> Your objective: Count how many lines of the material below contain the word "query" and reply with that number alone.

> Input material:
----------

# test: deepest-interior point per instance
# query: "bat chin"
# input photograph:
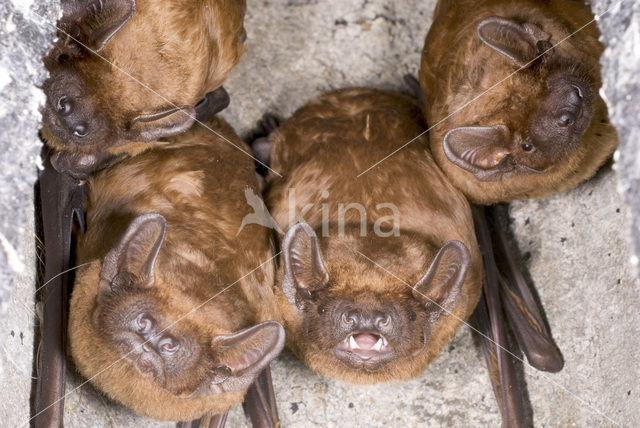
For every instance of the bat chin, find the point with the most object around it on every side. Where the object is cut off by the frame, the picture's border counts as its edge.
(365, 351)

----------

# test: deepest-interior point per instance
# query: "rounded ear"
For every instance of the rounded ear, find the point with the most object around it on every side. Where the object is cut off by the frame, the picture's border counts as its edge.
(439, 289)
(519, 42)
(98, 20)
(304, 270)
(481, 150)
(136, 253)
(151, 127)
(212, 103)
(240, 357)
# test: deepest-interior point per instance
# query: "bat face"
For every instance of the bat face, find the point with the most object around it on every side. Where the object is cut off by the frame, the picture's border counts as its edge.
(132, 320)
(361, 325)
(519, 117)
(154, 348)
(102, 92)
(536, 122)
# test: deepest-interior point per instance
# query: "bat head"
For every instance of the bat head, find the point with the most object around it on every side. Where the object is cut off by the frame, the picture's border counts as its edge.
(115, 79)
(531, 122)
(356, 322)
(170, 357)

----------

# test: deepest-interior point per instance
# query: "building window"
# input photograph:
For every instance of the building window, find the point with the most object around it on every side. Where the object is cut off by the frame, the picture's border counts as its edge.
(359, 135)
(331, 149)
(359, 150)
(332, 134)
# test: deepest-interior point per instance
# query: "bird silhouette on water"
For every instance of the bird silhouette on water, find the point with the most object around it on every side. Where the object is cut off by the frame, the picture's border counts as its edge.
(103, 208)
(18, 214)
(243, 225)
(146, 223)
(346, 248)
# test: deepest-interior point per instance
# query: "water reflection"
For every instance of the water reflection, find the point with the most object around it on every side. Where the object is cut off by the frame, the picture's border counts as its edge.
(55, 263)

----------

> Answer to the problem: 7